# TASK OBJECTIVE
Reproduce the records below with every "thickest part" replaced by "widest part" and everything else unchanged. Leave the pictures out.

# WORKING DATA

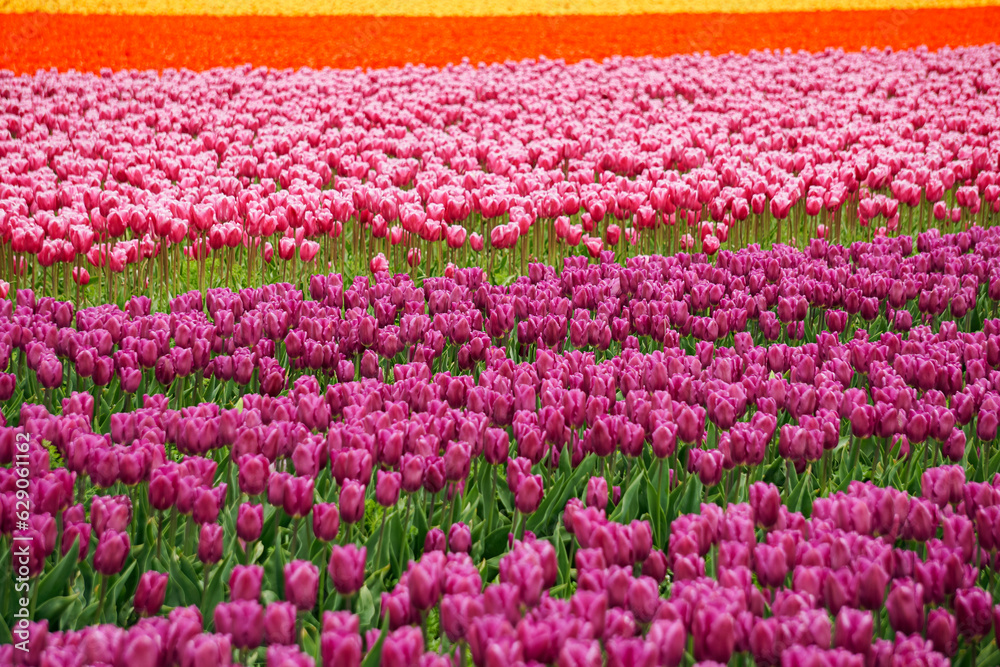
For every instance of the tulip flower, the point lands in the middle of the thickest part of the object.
(347, 568)
(301, 584)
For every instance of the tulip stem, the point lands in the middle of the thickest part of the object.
(381, 534)
(204, 591)
(295, 534)
(101, 596)
(172, 534)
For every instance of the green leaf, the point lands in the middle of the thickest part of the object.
(54, 608)
(374, 656)
(113, 605)
(657, 513)
(216, 592)
(801, 498)
(628, 508)
(496, 542)
(365, 607)
(180, 584)
(57, 579)
(690, 502)
(275, 572)
(541, 521)
(88, 617)
(562, 558)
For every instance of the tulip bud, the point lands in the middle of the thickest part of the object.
(387, 487)
(112, 549)
(326, 521)
(279, 623)
(245, 582)
(210, 543)
(301, 584)
(249, 522)
(352, 501)
(459, 538)
(347, 568)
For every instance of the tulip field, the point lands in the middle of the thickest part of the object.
(634, 362)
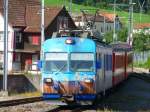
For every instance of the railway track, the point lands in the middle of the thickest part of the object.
(19, 101)
(73, 108)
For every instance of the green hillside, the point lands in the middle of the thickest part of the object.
(145, 18)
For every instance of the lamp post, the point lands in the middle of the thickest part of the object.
(130, 29)
(5, 46)
(42, 28)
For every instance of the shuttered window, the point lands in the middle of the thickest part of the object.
(35, 40)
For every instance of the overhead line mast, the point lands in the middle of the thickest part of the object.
(5, 46)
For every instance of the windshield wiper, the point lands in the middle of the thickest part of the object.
(61, 68)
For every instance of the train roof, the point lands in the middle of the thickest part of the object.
(121, 46)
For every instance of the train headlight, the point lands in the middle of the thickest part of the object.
(48, 80)
(70, 41)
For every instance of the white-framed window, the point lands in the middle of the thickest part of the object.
(62, 22)
(17, 57)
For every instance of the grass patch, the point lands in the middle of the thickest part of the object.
(76, 9)
(145, 65)
(27, 94)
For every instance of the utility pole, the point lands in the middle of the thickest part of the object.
(70, 7)
(5, 46)
(42, 28)
(130, 29)
(141, 8)
(114, 31)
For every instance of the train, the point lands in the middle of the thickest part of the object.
(78, 69)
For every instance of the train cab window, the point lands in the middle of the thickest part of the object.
(55, 62)
(82, 62)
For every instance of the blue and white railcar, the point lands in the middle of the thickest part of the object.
(69, 68)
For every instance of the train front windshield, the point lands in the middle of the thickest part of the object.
(79, 62)
(55, 62)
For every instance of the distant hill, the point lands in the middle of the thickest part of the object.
(76, 6)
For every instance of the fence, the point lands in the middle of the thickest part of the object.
(141, 57)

# EXERCISE RESPONSE
For every instance of the tulip flower, the point lands in the middle of the widest part of the object.
(347, 568)
(301, 584)
For every instance of the tulip stem, the point lands in the middle of the widest part of the object.
(381, 534)
(204, 591)
(295, 534)
(101, 596)
(172, 534)
For every instance of the green leaf, the point lands in the middle of the widest part of the object.
(54, 608)
(374, 656)
(113, 605)
(657, 513)
(216, 592)
(801, 498)
(628, 508)
(496, 542)
(365, 607)
(180, 584)
(57, 579)
(690, 502)
(275, 572)
(541, 521)
(88, 617)
(562, 558)
For every instance of the tulip bud, the point lands in the middle of the widest part of the object.
(387, 487)
(112, 549)
(326, 521)
(279, 623)
(245, 582)
(210, 543)
(301, 584)
(249, 522)
(352, 501)
(459, 538)
(347, 568)
For every instance of the tulip field, the point lands in the middle of the widest part of the object.
(634, 362)
For every instance of the railway track, the point lands in the middle of the widest part of the object.
(19, 101)
(73, 108)
For every instance of the green hillside, the point lands in the middle of the widest part of the object.
(145, 18)
For every instance of the lamp post, the point lands in the middle of the widest part of the object.
(130, 29)
(5, 46)
(42, 28)
For every instance of the shuttered window, the point lands in the middle of the widest part of the object.
(35, 40)
For every instance of the overhead line mast, the point lands in the middle of the widest part of the object.
(5, 46)
For every instance of the windshield wiper, the point lands in the middle of the widest part of the object.
(61, 68)
For every instance of the train roof, the point lands in the middle of the widest part of the object.
(121, 46)
For every instance of the train headlight, the point lands in the middle of the widest part of the object.
(48, 80)
(70, 41)
For every instance of the white-framed window, the point lands in the middle of the widest part of the object.
(62, 22)
(17, 57)
For every instance of the grass patch, the point lands in the middle of the widest part of the object.
(76, 9)
(145, 65)
(27, 94)
For every instance of the utility pole, the point lands in the middle of the widest part of the object.
(70, 7)
(5, 46)
(42, 28)
(130, 29)
(141, 8)
(114, 31)
For every instance of the train, the point lands in the middle of the widest part of the object.
(78, 69)
For every instance of the train cab window, the point lands in the middle of the widest part of the object.
(55, 62)
(82, 62)
For every instance of the blue and white railcar, the point lands in the middle of the widest part of the object.
(69, 68)
For every instance of the train front windshield, the point lands in the middle of the widest part of the object.
(79, 62)
(55, 62)
For every instance of the distant hill, the point lands in the middle of the widest part of the object.
(76, 6)
For every instance of the fence, the point lands in the middle of the widest part of the object.
(141, 57)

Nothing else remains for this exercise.